■ What you are asked to do
Count the lines in the records below that contain the string "head", treating uppercase and lowercase as different. Give only the number.

■ The data
■ ■ ■ ■ ■ ■ ■

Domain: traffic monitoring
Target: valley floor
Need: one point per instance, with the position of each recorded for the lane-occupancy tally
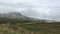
(30, 28)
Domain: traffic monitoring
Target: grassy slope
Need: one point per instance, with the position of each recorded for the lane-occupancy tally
(28, 27)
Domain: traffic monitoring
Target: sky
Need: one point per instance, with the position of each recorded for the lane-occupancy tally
(47, 9)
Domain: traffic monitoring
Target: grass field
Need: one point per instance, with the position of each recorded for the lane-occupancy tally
(18, 26)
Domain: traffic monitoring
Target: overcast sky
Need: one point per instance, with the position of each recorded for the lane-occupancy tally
(45, 8)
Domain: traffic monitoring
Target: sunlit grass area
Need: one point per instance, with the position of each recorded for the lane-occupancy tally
(26, 27)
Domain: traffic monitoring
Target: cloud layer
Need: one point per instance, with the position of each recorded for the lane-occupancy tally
(49, 9)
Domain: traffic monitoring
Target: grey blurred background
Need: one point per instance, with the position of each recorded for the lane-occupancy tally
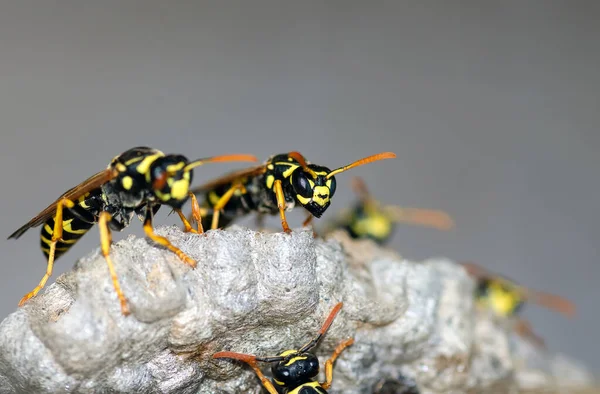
(492, 108)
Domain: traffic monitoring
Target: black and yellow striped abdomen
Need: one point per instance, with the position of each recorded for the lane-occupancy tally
(76, 222)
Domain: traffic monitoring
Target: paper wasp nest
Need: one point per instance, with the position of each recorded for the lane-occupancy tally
(262, 293)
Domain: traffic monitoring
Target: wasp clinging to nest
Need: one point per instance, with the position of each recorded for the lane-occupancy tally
(137, 182)
(294, 371)
(281, 183)
(506, 299)
(369, 219)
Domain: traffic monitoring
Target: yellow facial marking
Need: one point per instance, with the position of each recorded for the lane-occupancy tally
(316, 386)
(374, 224)
(66, 241)
(289, 171)
(175, 167)
(213, 198)
(144, 166)
(303, 200)
(321, 191)
(269, 181)
(180, 188)
(162, 196)
(501, 300)
(127, 182)
(294, 359)
(67, 228)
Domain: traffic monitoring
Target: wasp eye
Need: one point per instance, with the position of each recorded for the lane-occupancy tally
(159, 178)
(332, 185)
(301, 184)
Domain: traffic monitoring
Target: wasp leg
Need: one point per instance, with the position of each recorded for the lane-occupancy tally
(196, 216)
(223, 200)
(56, 236)
(260, 221)
(281, 205)
(105, 241)
(329, 363)
(149, 230)
(196, 213)
(308, 221)
(187, 227)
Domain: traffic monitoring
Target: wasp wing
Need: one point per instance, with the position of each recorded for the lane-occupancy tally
(230, 178)
(93, 182)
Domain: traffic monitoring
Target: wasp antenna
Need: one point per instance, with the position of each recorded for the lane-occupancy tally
(323, 329)
(363, 161)
(274, 359)
(248, 358)
(234, 157)
(360, 188)
(300, 159)
(551, 301)
(423, 217)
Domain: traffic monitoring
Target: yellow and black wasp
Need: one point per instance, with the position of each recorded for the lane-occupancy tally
(282, 182)
(505, 298)
(294, 370)
(369, 219)
(137, 182)
(400, 385)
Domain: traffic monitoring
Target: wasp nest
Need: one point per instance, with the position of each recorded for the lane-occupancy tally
(262, 293)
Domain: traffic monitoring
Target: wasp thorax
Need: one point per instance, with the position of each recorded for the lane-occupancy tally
(170, 180)
(313, 189)
(296, 368)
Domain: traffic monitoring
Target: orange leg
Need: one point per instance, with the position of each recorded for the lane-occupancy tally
(196, 213)
(329, 363)
(223, 200)
(149, 230)
(196, 216)
(187, 227)
(105, 241)
(56, 236)
(281, 205)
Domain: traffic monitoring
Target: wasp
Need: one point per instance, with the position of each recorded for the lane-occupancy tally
(281, 183)
(294, 370)
(369, 219)
(136, 182)
(506, 299)
(400, 385)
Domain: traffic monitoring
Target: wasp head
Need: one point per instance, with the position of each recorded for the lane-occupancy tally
(313, 189)
(295, 368)
(170, 180)
(499, 296)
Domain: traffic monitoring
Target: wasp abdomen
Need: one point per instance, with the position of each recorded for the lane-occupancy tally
(308, 388)
(77, 221)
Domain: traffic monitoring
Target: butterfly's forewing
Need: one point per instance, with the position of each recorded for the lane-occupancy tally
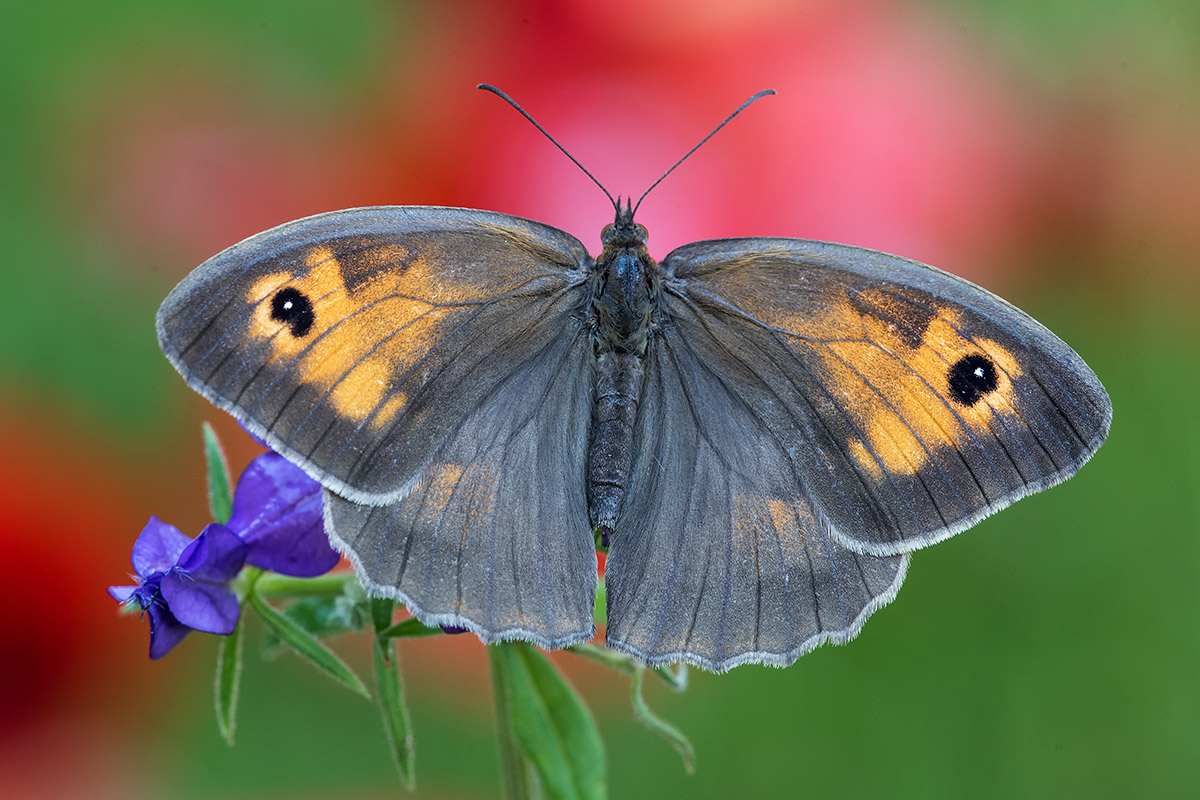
(354, 342)
(493, 536)
(718, 558)
(910, 402)
(429, 367)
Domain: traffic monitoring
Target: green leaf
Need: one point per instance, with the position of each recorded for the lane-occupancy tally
(409, 629)
(306, 645)
(551, 726)
(228, 679)
(396, 723)
(220, 498)
(322, 617)
(677, 680)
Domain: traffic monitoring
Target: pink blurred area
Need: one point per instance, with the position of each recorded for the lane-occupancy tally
(895, 127)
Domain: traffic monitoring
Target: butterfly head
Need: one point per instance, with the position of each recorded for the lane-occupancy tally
(623, 233)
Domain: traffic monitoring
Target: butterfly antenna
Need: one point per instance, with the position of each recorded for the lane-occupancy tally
(514, 103)
(711, 133)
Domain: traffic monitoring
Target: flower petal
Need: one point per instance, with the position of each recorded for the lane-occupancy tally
(216, 555)
(166, 631)
(277, 511)
(157, 547)
(201, 605)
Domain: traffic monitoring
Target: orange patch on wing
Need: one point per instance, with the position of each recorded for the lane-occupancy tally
(360, 340)
(899, 395)
(895, 391)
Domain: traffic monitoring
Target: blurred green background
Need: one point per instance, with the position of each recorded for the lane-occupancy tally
(1048, 150)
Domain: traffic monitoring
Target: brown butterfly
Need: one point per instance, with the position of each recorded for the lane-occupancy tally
(763, 429)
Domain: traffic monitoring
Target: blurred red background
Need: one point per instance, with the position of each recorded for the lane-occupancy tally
(1048, 151)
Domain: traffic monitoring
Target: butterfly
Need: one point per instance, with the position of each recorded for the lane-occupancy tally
(762, 431)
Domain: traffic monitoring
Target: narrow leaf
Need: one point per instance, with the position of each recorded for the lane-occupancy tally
(396, 723)
(552, 726)
(517, 777)
(411, 627)
(661, 727)
(228, 680)
(220, 497)
(306, 645)
(381, 613)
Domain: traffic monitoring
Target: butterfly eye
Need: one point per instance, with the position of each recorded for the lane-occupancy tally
(971, 378)
(291, 307)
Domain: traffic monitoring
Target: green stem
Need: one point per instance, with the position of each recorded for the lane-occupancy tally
(282, 587)
(514, 770)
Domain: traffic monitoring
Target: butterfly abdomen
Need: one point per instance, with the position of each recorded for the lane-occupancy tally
(622, 308)
(611, 446)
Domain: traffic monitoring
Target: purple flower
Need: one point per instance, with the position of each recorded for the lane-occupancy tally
(277, 512)
(184, 584)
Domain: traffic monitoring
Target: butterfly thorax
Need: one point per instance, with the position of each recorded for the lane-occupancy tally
(624, 287)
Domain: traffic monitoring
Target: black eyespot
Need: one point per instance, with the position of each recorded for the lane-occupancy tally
(971, 378)
(293, 308)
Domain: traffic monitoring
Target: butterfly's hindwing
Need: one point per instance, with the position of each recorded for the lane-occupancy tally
(493, 536)
(718, 558)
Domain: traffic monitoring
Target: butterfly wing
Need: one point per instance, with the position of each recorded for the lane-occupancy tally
(493, 536)
(425, 365)
(912, 403)
(718, 558)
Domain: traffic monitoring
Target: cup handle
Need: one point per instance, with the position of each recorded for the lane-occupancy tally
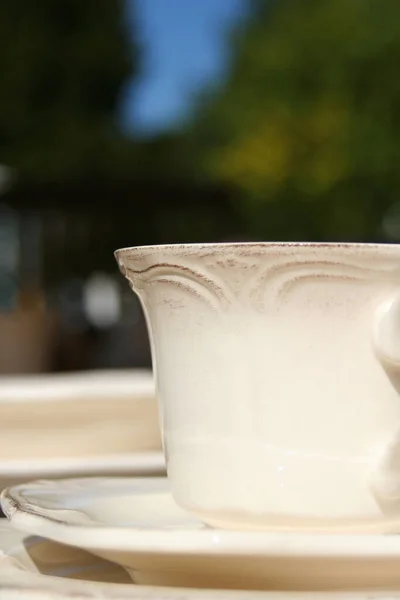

■ ■ ■ ■ ■ ■ ■

■ Response to this task
2